PROVIDED DATA:
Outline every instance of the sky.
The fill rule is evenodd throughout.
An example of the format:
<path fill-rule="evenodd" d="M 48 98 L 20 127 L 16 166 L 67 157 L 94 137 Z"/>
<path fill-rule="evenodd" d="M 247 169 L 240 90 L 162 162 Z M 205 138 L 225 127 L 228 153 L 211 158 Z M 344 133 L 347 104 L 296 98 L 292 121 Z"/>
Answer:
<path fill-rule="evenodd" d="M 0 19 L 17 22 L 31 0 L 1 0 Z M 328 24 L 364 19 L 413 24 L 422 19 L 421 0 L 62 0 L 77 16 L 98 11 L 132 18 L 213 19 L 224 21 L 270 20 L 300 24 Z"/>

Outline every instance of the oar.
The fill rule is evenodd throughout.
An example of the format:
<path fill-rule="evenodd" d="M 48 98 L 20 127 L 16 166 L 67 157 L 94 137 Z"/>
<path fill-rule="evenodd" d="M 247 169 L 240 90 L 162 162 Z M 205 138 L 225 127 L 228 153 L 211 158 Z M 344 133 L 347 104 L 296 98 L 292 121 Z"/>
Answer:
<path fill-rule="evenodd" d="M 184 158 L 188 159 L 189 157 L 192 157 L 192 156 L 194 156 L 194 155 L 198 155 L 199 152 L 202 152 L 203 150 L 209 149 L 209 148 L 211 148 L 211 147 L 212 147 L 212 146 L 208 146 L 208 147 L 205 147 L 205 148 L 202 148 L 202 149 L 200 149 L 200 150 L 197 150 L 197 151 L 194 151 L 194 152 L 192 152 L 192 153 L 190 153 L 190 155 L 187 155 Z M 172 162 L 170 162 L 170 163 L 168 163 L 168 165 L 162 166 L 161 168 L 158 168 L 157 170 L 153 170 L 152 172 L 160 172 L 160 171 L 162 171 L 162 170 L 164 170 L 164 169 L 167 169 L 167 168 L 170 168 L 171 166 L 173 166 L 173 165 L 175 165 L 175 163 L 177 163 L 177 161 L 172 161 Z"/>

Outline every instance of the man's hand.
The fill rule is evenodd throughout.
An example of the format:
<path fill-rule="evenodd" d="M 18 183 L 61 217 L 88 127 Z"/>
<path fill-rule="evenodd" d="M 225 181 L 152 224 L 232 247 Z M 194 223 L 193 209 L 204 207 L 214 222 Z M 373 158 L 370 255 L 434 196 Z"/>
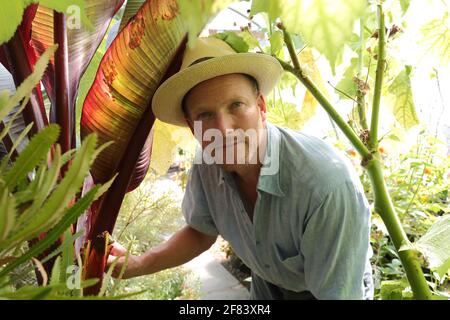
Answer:
<path fill-rule="evenodd" d="M 112 272 L 112 276 L 114 278 L 118 278 L 120 275 L 120 271 L 122 270 L 125 264 L 125 257 L 127 255 L 127 249 L 125 249 L 120 243 L 114 242 L 112 244 L 111 253 L 108 257 L 107 267 L 110 268 L 113 262 L 117 260 L 117 263 Z M 126 265 L 125 272 L 122 276 L 122 279 L 129 279 L 133 277 L 137 277 L 142 275 L 141 273 L 141 259 L 139 256 L 134 256 L 130 254 L 128 256 L 128 262 Z"/>

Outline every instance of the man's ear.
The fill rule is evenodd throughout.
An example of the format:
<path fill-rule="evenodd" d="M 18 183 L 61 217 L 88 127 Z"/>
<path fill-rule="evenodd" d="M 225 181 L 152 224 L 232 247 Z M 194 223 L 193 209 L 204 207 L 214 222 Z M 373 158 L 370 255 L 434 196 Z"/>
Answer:
<path fill-rule="evenodd" d="M 191 121 L 191 119 L 189 118 L 184 118 L 184 120 L 186 121 L 189 129 L 191 130 L 192 134 L 194 134 L 194 123 Z"/>
<path fill-rule="evenodd" d="M 258 98 L 256 98 L 256 103 L 259 107 L 259 113 L 261 114 L 261 118 L 263 121 L 266 121 L 267 118 L 267 107 L 266 107 L 266 100 L 262 93 L 258 95 Z"/>

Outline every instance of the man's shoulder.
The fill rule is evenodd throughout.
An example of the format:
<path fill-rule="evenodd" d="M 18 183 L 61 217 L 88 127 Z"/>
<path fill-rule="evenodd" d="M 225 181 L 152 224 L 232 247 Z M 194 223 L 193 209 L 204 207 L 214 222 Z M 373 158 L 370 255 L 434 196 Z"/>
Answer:
<path fill-rule="evenodd" d="M 323 192 L 343 183 L 359 183 L 355 169 L 328 142 L 299 131 L 276 127 L 281 136 L 280 165 L 291 183 Z"/>

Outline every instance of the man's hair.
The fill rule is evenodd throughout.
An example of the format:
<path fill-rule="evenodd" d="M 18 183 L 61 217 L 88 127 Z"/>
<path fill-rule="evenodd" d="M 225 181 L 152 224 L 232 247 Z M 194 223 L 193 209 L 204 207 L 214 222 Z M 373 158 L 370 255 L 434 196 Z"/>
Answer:
<path fill-rule="evenodd" d="M 246 73 L 239 73 L 240 75 L 243 75 L 251 84 L 253 92 L 255 93 L 255 96 L 257 97 L 259 95 L 259 85 L 258 85 L 258 81 L 256 81 L 256 79 L 254 77 L 252 77 L 249 74 Z M 192 89 L 191 89 L 192 90 Z M 189 90 L 183 97 L 183 100 L 181 101 L 181 109 L 183 110 L 183 114 L 186 118 L 189 119 L 189 114 L 187 112 L 186 109 L 186 97 L 189 95 L 189 93 L 191 92 L 191 90 Z"/>

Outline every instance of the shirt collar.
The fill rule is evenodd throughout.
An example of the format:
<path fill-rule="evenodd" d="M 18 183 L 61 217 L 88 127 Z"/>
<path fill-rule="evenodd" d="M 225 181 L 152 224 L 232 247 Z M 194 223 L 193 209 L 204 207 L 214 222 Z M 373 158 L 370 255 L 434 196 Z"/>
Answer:
<path fill-rule="evenodd" d="M 269 123 L 267 124 L 267 146 L 264 155 L 263 166 L 259 173 L 257 189 L 270 193 L 275 196 L 283 197 L 285 193 L 281 188 L 280 182 L 280 142 L 281 134 L 278 128 Z M 224 182 L 233 186 L 234 180 L 229 172 L 226 172 L 219 166 L 219 185 Z"/>

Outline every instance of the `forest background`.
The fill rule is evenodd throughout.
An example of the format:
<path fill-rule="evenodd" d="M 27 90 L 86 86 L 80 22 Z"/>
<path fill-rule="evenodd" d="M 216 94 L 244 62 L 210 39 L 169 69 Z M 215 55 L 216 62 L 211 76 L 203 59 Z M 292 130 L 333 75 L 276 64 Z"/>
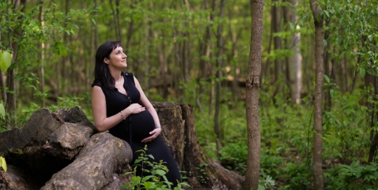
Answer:
<path fill-rule="evenodd" d="M 321 0 L 327 189 L 377 187 L 378 1 Z M 120 41 L 150 101 L 192 104 L 206 153 L 244 175 L 248 0 L 0 1 L 0 131 L 41 109 L 92 121 L 97 48 Z M 315 27 L 309 1 L 264 2 L 260 187 L 312 189 Z"/>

TASK TO CARRY OUT: Put the lines from the start through the one containing "328 24 L 364" into a Markdown table with the columns No. and Line, skipping any blank lines.

RESULT:
| No. | Line |
|---|---|
| 1 | Outline every instance of the sky. |
| 2 | The fill rule is evenodd throughout. |
| 3 | An example of the format: |
| 4 | <path fill-rule="evenodd" d="M 48 98 L 20 127 L 16 166 L 67 157 L 94 137 Z"/> |
| 5 | <path fill-rule="evenodd" d="M 247 169 L 240 90 L 162 162 Z M 205 138 L 225 127 L 228 153 L 211 158 Z M 344 133 L 347 104 L 296 98 L 292 121 Z"/> |
| 6 | Answer: |
| 7 | <path fill-rule="evenodd" d="M 0 19 L 17 22 L 31 0 L 1 0 Z M 328 24 L 364 19 L 413 24 L 422 19 L 421 0 L 62 0 L 77 16 L 98 11 L 132 18 L 213 19 L 224 21 L 270 20 L 300 24 Z"/> |